-- start Input for this task --

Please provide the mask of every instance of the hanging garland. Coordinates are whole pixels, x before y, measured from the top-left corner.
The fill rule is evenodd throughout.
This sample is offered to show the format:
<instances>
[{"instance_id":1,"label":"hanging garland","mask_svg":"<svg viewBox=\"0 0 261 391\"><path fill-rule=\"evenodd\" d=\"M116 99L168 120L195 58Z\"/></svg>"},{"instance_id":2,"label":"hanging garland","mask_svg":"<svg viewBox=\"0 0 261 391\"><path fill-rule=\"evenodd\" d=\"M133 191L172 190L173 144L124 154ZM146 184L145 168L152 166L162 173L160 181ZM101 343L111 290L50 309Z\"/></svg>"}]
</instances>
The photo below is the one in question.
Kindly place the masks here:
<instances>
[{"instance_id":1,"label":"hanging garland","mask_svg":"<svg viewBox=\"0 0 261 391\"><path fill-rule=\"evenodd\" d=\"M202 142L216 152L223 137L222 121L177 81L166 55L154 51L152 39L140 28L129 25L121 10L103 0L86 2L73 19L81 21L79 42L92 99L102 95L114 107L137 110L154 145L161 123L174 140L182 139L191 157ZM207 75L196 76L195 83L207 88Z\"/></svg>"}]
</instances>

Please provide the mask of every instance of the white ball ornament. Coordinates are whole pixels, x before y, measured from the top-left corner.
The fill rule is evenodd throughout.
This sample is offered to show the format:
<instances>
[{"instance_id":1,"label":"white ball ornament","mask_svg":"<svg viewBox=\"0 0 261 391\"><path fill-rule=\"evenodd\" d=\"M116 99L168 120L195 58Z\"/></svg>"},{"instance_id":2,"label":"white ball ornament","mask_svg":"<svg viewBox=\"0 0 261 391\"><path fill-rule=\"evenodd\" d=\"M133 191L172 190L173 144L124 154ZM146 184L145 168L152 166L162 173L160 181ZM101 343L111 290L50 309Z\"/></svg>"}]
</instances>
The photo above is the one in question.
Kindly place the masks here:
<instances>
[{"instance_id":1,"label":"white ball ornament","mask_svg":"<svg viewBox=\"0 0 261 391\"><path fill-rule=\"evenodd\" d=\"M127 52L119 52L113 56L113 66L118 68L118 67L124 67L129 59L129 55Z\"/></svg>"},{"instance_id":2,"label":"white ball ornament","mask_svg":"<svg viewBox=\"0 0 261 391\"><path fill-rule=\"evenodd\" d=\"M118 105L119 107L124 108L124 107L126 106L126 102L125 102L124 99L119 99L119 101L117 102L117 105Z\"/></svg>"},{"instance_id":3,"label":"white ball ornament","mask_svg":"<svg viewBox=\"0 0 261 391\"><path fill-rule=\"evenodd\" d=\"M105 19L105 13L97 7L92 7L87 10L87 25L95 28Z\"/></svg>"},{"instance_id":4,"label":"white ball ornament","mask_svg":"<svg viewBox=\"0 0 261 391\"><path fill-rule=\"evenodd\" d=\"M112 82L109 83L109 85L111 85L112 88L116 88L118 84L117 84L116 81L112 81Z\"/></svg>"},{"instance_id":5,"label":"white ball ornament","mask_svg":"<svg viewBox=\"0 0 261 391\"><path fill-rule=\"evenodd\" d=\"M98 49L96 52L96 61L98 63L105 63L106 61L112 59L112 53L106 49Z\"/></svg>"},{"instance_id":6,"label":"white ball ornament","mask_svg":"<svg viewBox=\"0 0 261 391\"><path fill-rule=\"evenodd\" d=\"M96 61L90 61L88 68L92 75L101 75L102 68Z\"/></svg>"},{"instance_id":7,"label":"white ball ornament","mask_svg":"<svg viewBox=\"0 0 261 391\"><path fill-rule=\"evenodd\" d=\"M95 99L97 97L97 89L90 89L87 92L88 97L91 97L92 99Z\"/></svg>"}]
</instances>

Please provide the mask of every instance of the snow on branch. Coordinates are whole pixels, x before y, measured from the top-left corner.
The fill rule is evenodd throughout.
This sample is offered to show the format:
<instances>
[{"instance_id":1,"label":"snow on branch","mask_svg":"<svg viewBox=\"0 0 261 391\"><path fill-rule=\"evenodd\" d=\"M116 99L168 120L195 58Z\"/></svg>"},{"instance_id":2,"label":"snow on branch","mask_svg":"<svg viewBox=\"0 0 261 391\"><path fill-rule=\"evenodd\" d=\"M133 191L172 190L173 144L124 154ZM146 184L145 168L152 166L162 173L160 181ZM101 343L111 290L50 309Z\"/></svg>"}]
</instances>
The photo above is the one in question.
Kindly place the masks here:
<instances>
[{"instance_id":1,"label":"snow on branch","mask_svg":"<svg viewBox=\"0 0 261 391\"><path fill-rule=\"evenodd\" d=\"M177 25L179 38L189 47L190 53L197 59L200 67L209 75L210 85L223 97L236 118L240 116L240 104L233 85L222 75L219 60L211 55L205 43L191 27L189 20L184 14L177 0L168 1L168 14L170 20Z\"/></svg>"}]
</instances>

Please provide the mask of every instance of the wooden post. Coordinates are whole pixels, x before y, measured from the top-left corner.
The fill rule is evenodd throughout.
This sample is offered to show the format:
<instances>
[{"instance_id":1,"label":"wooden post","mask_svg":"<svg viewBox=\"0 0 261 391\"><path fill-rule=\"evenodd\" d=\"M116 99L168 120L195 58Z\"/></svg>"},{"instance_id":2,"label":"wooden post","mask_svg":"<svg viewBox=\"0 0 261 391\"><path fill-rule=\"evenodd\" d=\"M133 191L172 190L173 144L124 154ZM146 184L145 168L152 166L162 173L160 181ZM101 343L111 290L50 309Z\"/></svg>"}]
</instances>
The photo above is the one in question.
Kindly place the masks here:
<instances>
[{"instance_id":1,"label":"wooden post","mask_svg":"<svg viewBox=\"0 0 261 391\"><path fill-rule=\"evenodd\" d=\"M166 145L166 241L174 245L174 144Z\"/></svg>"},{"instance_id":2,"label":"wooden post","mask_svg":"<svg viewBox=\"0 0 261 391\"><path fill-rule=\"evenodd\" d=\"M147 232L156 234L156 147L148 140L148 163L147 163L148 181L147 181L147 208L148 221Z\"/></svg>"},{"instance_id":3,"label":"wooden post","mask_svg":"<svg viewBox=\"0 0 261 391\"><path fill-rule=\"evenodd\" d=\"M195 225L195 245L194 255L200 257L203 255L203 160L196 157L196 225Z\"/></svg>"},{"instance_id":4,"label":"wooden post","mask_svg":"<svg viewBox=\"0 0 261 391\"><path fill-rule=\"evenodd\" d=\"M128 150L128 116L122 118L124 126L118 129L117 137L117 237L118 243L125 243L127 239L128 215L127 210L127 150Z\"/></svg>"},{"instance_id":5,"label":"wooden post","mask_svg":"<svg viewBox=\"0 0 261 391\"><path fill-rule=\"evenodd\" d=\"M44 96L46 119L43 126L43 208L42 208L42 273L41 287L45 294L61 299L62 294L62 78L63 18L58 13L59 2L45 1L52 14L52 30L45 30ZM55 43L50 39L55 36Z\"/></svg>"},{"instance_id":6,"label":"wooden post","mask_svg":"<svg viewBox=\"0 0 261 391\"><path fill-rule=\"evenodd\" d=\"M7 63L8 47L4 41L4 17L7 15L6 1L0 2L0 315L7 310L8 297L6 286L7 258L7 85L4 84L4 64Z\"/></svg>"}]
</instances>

-- end Input for this task --

Task -
Which lines in the rows above contain the word "snow"? Copy each of those lines in full.

Result -
Please provide the mask of every instance of the snow on branch. Coordinates are whole pixels, x before y, measured from the top-left corner.
[{"instance_id":1,"label":"snow on branch","mask_svg":"<svg viewBox=\"0 0 261 391\"><path fill-rule=\"evenodd\" d=\"M116 99L168 120L195 58Z\"/></svg>"},{"instance_id":2,"label":"snow on branch","mask_svg":"<svg viewBox=\"0 0 261 391\"><path fill-rule=\"evenodd\" d=\"M133 191L172 190L173 144L124 154ZM146 184L145 168L152 166L162 173L160 181ZM101 343L111 290L50 309Z\"/></svg>"}]
[{"instance_id":1,"label":"snow on branch","mask_svg":"<svg viewBox=\"0 0 261 391\"><path fill-rule=\"evenodd\" d=\"M177 25L179 38L189 47L190 53L197 59L200 67L209 75L210 85L223 97L236 118L240 116L240 104L233 85L222 75L219 60L211 55L205 43L191 27L189 20L184 14L177 0L168 1L168 14L170 20Z\"/></svg>"}]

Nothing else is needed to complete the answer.